WHAT YOU SHOULD DO: Give the entries again exactly. Skip the pictures.

EXCERPTED DATA:
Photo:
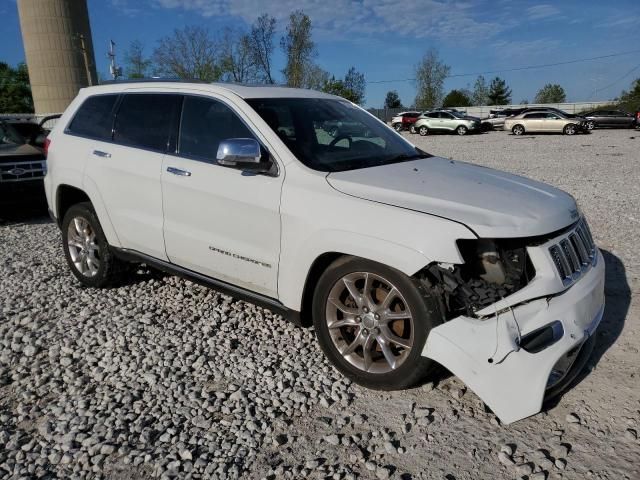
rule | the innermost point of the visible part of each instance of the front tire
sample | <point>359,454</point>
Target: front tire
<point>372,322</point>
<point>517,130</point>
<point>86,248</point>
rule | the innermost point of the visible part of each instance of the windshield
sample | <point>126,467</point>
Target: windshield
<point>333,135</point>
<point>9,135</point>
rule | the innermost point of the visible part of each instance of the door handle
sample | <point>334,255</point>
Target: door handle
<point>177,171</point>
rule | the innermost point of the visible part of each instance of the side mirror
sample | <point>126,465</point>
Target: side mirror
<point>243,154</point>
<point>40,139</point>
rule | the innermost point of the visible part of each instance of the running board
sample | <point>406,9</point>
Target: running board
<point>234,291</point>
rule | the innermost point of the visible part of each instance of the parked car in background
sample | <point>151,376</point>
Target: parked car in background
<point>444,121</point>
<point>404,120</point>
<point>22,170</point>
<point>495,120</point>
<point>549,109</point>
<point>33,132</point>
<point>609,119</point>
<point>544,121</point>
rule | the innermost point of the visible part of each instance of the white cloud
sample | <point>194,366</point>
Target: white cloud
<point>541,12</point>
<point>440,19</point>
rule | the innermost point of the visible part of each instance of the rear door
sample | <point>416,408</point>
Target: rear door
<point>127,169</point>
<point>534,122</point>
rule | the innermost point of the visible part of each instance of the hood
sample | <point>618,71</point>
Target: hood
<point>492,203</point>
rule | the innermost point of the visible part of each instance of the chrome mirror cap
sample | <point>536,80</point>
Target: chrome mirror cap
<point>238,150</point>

EXERCISE ANSWER:
Photo:
rule | the innermost point of the visible part of each instance of the front tire
sample | <point>359,454</point>
Target: front tire
<point>372,322</point>
<point>517,130</point>
<point>86,248</point>
rule | the innermost point of the visible part of each instance of the windshield
sample | <point>126,467</point>
Target: windshield
<point>333,135</point>
<point>9,135</point>
rule | the innermost point of the visible part of each instance of the door handle
sample | <point>334,255</point>
Target: door handle
<point>177,171</point>
rule | the innermost point of the visible part of each instance of the side mirror
sample | <point>126,465</point>
Target: side mirror
<point>243,154</point>
<point>40,139</point>
rule | the innermost point of the visible part of each instance of the running board
sample | <point>406,9</point>
Target: running board
<point>234,291</point>
rule | the innermost point of the visible part of each instance of the parked car in background
sample | <point>151,376</point>
Target: parked car in background
<point>444,121</point>
<point>404,120</point>
<point>22,170</point>
<point>495,120</point>
<point>549,109</point>
<point>33,132</point>
<point>609,119</point>
<point>544,121</point>
rule | the innermost point of the visible part of each instance of the white cloud
sample | <point>194,366</point>
Target: white cloud
<point>541,12</point>
<point>440,19</point>
rule | the innermost point of the visible part of each instance of the rear door
sample | <point>416,408</point>
Target: rear door
<point>127,169</point>
<point>534,122</point>
rule | the innermost point of the visible part of each instance of the hood
sample | <point>618,71</point>
Target: hood
<point>492,203</point>
rule | the innermost point of the visible part of each instance of the chrome mirror cap
sample | <point>536,80</point>
Target: chrome mirror cap
<point>238,150</point>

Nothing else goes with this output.